**SCHRIFTLICHE AUFGABEN**
a) In welcher Subduktionszone liegt dem Text über das Tsunami-WebGIS zufolge die Ferieninsel Bali?
b) Führen Sie den Text über das Tsunami-WebGIS im Anschluss an seinen letzten Satz weiter.

**TEXTAUSZUG**
+===+

Welche Wirkung können Tsunamis in Indonesien entfalten? Welche Küstenabschnitte wären im Ernstfall vorrangig betroffen? Wieviel Zeit bleibt, um sich nach einer Tsunami-Warnung in Sicherheit zu bringen? Bisher waren diese Tsunami-Simulationen nur für die Experten der Frühwarn-Zentren und Forschungsinstitute zugänglich. Das Alfred-Wegener-Institut (AWI) macht nun mit dem Tsunami-WebGIS (Webbasiertes Tsunami-Geoinformationssystem) einen Teil der Berechnungen anhand einer anschaulichen und öffentlich zugänglichen Anwendung nachvollziehbar. Die Forscher des AWI stellen damit die Datenprodukte des Sundagrabens zur freien Verfügung – eine der gefährlichsten Subduktionszonen der Erde, in der auch die bekannte Ferieninsel Bali liegt.

+===+

**DATENAUSZUG**

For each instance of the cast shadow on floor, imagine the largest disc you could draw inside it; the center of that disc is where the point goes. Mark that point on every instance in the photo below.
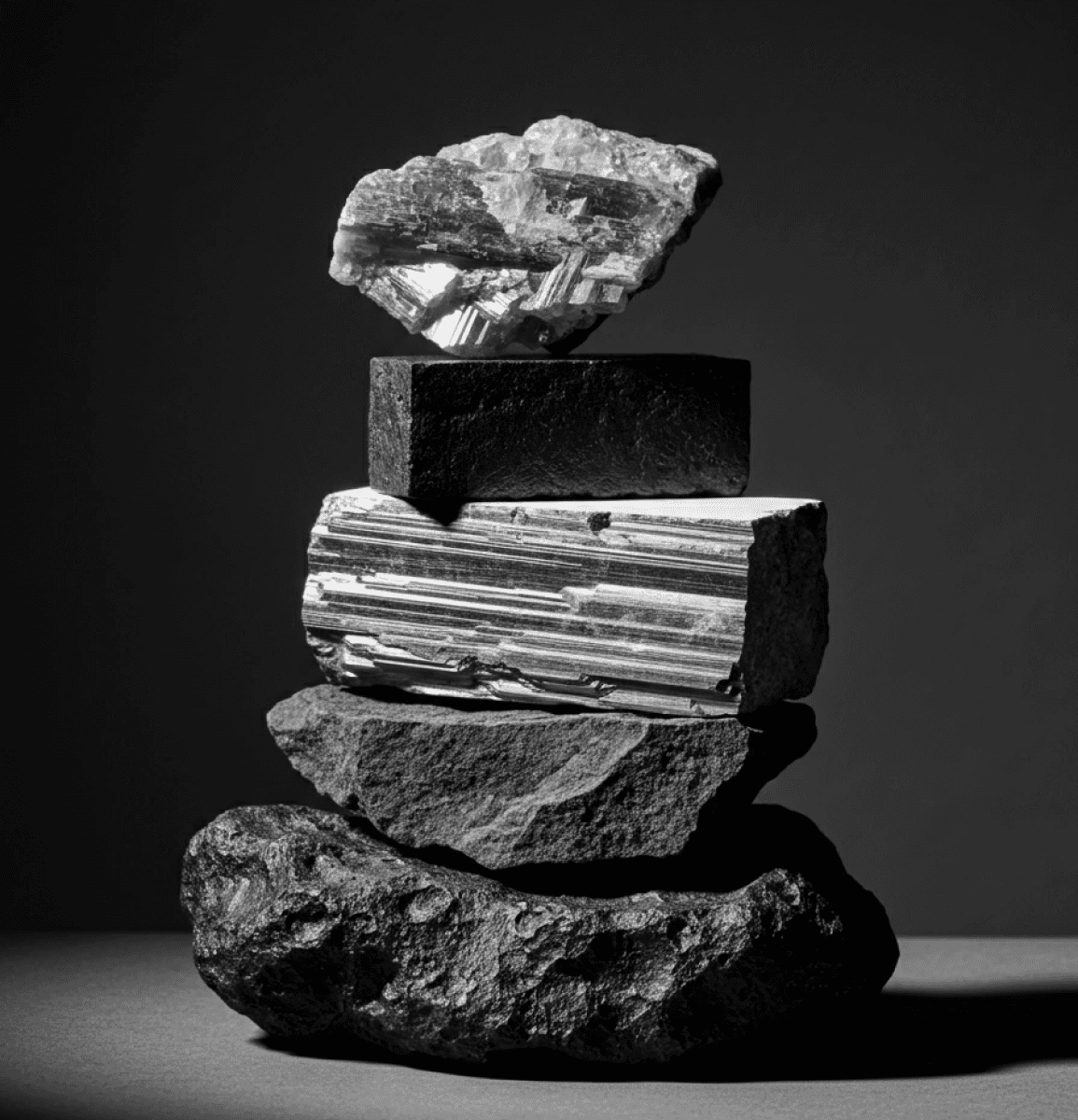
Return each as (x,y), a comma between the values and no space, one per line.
(895,1035)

+===+

**ANTWORTEN JE AUFGABE**
a) Im Sundagraben.

b)
Indonesien ist das Land mit der größten Tsunami-Gefährdung weltweit. In den vergangenen zweihundert Jahren sind rund zwei Drittel aller weltweiten Todesfälle, die auf einen Tsunami zurückzuführen sind, auf indonesischem Territorium zu beklagen. Der Sundagraben verläuft dicht vor der indonesischen Küste nahezu küstenparallel, unter anderem westlich der Insel Sumatra. Sumatra ist die Insel, die von dem verheerenden Tsunami 2004 am stärksten betroffen war. Weiter südlich zieht sich diese Tiefseerinne entlang Java, mit mehr als 140 Millionen Einwohnern eine der am dichtesten besiedelten Inseln der Welt. Und auch Bali, das jährlich von mehr als vier Millionen Touristen besucht wird, muss die Auswirkungen eines Bebens in der Subduktionszone fürchten. Entlang des indonesischen Archipels über eine Länge von mehr als 3000 km schiebt sich dort die Indisch-Australische Platte unter die Eurasische Platte (Sundaplatte). Diese Bewegung führt immer wieder zu heftigen Beben. Besonders gefährlich sind Bewegungen mit einer vertikalen Komponente. Diese heben plötzlich große Wassermassen an und können zu Tsunamis führen.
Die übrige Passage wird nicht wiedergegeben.